Exact repetition of the data is the whole task.

◆ ◆ ◆ ◆ ◆ ◆ ◆

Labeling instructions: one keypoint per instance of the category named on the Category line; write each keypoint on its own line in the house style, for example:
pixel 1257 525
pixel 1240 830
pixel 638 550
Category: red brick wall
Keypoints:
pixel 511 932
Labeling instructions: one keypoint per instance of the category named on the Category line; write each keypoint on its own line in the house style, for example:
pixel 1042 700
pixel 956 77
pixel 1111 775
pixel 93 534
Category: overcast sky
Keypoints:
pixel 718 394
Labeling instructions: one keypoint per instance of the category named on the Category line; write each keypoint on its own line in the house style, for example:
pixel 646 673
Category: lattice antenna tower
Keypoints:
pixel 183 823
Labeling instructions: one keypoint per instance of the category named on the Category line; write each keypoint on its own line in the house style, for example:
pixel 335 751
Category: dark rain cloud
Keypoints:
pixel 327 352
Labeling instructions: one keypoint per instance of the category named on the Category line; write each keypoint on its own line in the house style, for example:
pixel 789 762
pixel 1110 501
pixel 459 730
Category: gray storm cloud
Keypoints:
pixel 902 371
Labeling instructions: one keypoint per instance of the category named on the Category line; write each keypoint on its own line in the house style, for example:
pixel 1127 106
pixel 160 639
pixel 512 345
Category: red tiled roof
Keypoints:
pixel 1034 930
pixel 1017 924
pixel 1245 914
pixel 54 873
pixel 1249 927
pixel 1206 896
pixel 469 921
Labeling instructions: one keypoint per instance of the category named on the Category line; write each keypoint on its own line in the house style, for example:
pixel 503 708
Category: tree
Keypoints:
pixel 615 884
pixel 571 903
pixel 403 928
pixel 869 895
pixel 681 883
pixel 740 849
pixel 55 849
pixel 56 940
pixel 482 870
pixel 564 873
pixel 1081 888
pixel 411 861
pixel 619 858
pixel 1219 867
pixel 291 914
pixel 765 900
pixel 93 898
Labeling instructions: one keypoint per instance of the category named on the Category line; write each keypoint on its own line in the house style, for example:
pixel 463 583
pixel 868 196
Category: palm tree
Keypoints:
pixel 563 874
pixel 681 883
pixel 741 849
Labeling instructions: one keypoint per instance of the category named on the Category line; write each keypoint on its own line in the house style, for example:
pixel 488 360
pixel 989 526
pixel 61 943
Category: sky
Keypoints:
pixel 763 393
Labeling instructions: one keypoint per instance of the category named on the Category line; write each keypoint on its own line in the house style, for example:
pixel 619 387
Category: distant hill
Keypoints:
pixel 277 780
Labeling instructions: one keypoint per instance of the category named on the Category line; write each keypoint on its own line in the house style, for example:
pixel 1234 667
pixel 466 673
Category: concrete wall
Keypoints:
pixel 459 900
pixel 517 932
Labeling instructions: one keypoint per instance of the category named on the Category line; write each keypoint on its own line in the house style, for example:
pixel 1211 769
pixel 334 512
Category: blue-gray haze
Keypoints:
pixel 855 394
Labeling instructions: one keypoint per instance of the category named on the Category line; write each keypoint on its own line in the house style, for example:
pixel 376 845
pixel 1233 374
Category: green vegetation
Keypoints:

◆ ◆ ◆ ◆ ◆ ◆ ◆

- [TASK OUTPUT]
Labeling instructions: one keypoint per instance of the category named on the Category line; write each keypoint on its own line in the house style, for example:
pixel 1257 525
pixel 1240 830
pixel 638 550
Category: red brick wall
Keypoints:
pixel 511 932
Labeling instructions: one keypoint per instance of the category named on the Category line; write each keypoint on its own line in the house style, for example:
pixel 1042 700
pixel 956 77
pixel 1111 775
pixel 93 534
Category: overcast sky
Keypoints:
pixel 718 394
Labeling instructions: one keypoint per instance of the category named on the Category line; write each keypoint on its own line in the house style, for example:
pixel 646 673
Category: lattice antenna tower
Keypoints:
pixel 183 823
Labeling instructions: one keypoint per instance of the category named on the Category line; write each keypoint on its own line in the house style, for example:
pixel 335 751
Category: dark rain cloud
Keypoints:
pixel 327 352
Labeling instructions: one keypoint per instance of the category named on the Category line; write each keypoint on its own line in the house style, for example:
pixel 789 762
pixel 1110 501
pixel 459 730
Category: gray storm cloud
Keypoints:
pixel 902 371
Labeling instructions: one keypoint per instance of the category named on the Category line; write each keypoint on its own line in the house style, for example:
pixel 1127 106
pixel 160 639
pixel 512 345
Category: red tiled roof
Keypoints:
pixel 1034 930
pixel 1017 924
pixel 1245 914
pixel 54 873
pixel 1249 927
pixel 1206 896
pixel 469 921
Labeling instructions: one keypoint per instance of the category named on the Category line; write each keypoint on its own line in the house style, for example:
pixel 503 708
Category: tree
Keypoints:
pixel 615 884
pixel 571 903
pixel 403 928
pixel 869 895
pixel 681 883
pixel 740 849
pixel 55 849
pixel 56 940
pixel 482 870
pixel 564 873
pixel 1081 888
pixel 411 861
pixel 619 858
pixel 1219 867
pixel 291 914
pixel 765 900
pixel 93 898
Labeling instructions: one keypoint per instance of the category named on the Category line; write each keypoint on its own line in the house style, for example:
pixel 463 583
pixel 868 196
Category: palm tree
Keypoints:
pixel 563 874
pixel 681 883
pixel 741 849
Labeling instructions: one keypoint per instance of the category named on the Category line; write each keypoint on its own line in the house style, for example:
pixel 488 360
pixel 989 526
pixel 61 943
Category: sky
Keypoints:
pixel 763 393
Labeling instructions: one keypoint per instance of the category named on the Category line; write each keypoint on its own line in the house style, for example:
pixel 619 387
Category: distant hill
Keypoints:
pixel 277 780
Labeling instructions: one keypoint per instance of the category named on the Category line; write each keypoint on its own line in the house style, for example:
pixel 1234 667
pixel 466 673
Category: concrete wall
Keypoints:
pixel 459 900
pixel 517 932
Labeling instructions: one keypoint per instance of the category named on the Category line; write each keypoint on its own line in the house style, for example:
pixel 1211 769
pixel 334 512
Category: blue-gray haze
Keypoints:
pixel 855 394
Labeling instructions: one keypoint per instance of the category named on the Category line; write each keypoint on its own line in the house style, for example:
pixel 376 845
pixel 1233 374
Category: green vegetation
Keypoints:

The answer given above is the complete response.